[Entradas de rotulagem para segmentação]
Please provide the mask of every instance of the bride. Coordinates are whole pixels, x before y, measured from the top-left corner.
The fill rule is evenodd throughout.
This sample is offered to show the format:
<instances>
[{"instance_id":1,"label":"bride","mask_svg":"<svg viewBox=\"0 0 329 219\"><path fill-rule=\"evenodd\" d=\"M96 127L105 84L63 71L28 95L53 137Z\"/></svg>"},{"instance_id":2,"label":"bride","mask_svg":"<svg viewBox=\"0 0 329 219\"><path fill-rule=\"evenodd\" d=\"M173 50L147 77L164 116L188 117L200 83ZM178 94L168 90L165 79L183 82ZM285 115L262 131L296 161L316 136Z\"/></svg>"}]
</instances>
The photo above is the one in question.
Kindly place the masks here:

Objetivo da tarefa = Converta as linhas acima em uma lista JSON de strings, com uma string para cada linha, omitindo as linhas em branco.

Resultado =
[
  "Please provide the mask of every instance of the bride. Coordinates are whole pixels, x before y, measured from the top-left corner.",
  "The fill rule is evenodd throughout.",
  "This sample is offered to show the format:",
  "<instances>",
  "[{\"instance_id\":1,\"label\":\"bride\",\"mask_svg\":\"<svg viewBox=\\\"0 0 329 219\\\"><path fill-rule=\\\"evenodd\\\" d=\\\"M96 127L105 84L63 71L28 95L53 137Z\\\"/></svg>\"},{\"instance_id\":2,\"label\":\"bride\",\"mask_svg\":\"<svg viewBox=\\\"0 0 329 219\\\"><path fill-rule=\\\"evenodd\\\" d=\\\"M173 50L147 77L164 116L188 117L200 83ZM178 94L168 90L165 79L183 82ZM285 115L262 131L296 161L316 136Z\\\"/></svg>\"}]",
  "</instances>",
  "The photo above is the one in question.",
  "Kindly place the masks here:"
]